• [What needs to be done]: Copy every entry below word for word, line by line, with no changes.

• [Recorded data]:
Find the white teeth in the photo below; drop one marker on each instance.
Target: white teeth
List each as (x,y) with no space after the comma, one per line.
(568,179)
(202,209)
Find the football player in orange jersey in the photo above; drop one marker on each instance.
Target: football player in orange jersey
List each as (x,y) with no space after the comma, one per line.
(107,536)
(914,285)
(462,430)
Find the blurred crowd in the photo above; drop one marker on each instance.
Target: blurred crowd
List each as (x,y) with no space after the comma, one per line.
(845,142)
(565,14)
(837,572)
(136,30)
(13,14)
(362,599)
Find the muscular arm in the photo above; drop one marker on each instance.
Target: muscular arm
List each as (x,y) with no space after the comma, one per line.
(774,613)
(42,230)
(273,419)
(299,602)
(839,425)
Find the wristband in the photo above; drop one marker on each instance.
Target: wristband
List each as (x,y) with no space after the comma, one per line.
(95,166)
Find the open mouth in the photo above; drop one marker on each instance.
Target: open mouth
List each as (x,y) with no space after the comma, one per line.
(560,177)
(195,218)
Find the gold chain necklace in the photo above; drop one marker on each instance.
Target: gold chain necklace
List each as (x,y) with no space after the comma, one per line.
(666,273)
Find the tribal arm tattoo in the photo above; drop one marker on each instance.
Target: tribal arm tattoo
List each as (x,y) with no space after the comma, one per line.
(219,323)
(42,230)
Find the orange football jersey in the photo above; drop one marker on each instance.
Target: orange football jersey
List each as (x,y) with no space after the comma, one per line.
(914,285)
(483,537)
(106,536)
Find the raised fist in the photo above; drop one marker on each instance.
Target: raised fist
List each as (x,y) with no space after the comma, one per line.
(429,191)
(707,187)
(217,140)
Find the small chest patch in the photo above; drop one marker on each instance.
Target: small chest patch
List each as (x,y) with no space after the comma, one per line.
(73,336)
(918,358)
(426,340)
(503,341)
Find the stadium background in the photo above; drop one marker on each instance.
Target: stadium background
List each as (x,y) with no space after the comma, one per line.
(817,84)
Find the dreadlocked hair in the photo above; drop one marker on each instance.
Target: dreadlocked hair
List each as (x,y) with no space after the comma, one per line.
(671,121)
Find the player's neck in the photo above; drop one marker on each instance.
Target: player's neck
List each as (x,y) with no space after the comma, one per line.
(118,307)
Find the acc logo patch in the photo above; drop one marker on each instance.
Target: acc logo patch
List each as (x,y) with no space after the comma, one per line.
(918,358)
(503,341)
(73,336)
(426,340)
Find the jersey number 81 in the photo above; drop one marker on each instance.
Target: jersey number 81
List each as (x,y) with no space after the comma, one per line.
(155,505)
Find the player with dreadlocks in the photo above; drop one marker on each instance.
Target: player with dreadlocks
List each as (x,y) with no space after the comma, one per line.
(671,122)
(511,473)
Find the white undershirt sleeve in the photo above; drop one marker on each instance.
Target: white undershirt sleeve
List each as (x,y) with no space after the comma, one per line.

• [Task output]:
Find the white teeth in the photo below; drop one marker on each instance.
Target: white teeth
List each as (x,y) with no space after the comma, one per line.
(568,179)
(202,209)
Find the football player in orange jersey in the photo above; drop one marker on each instance.
Target: football player in orange jersey
List each as (x,y) with no space after the comma, one per line.
(107,536)
(914,285)
(462,430)
Find the blurred crowd in the photo above; drop one marker on each instance.
Target: blurred crowd
List each as (x,y) with no space after the comma, one per line.
(845,142)
(565,14)
(837,572)
(136,30)
(13,14)
(362,599)
Find the muscular arm in the photo above; drop one marker on each instance.
Target: muscular arm
List each as (x,y) with no space after the comma, one per line.
(774,613)
(42,230)
(273,419)
(299,602)
(839,425)
Find the wristband in the photo above; drop one marker on each instance.
Target: wristband
List each as (x,y) with no space after the comma, one per line.
(95,166)
Find the open mouth in the photo above; drop one marker on each instance.
Target: open mouth
List each as (x,y) with no space after the comma, one per line.
(560,177)
(195,218)
Find the gold chain necklace in the photo above; drop one marker on each instance.
Target: gold chain necklace
List each as (x,y) with no space after the comma, one per line.
(666,273)
Find the tribal arm tattoo in the photo above; drop one marker on each instance.
Target: tribal arm tattoo
List each as (x,y) with no space after the comma, one per line.
(219,323)
(42,230)
Find the orange football jersey in the photo above; drop one marker on each instance.
Target: orange football jersey
List each as (x,y) with no space after the comma, one per line.
(914,285)
(483,537)
(106,536)
Find the raised fist in the photo above; drop one marker on each instance.
Target: raised fist
List each as (x,y) with no space after the comma, one per line.
(429,191)
(707,187)
(217,140)
Find the small chest patch in the photo above; drop one marker on each instance.
Target: small chest patch
List each as (x,y) with no space after the comma, one per line.
(73,336)
(918,358)
(426,340)
(503,341)
Find the stadium background in the photo above; drop one marker on each instance.
Target: stadium background
List each as (x,y) with no space after the comma, one per line.
(817,84)
Find the dreadlocked hair in the photo above; drop one marker on each instance.
Target: dreadlocked hair
List each as (x,y) with no space after the comma, one per line.
(671,121)
Find the player's neck in the photo above; drop one marker on each instance.
Target: player's neck
List each as (x,y) with no space after the comma, one per line.
(118,307)
Find the acc logo patch in the photo above; drop one marker on each instance.
Target: acc logo patch
List each as (x,y) with no space after the comma, one per line.
(918,358)
(503,341)
(73,336)
(426,340)
Find the jersey number 81 in the photo above; drop one marker on each instance.
Target: jersey number 81
List each as (x,y) with no space after the comma, one per line.
(155,505)
Find the player with dreadlocks in the photo above; drop one marker on each instance.
Target: player with dreadlocks
List each as (x,y) with no space after the comma, one per line.
(671,122)
(511,473)
Find the white undershirt sleeve in the photo above; drop one marker on each instance.
Target: white undershirt sleeve
List each as (x,y) with no space after the comma, one per line.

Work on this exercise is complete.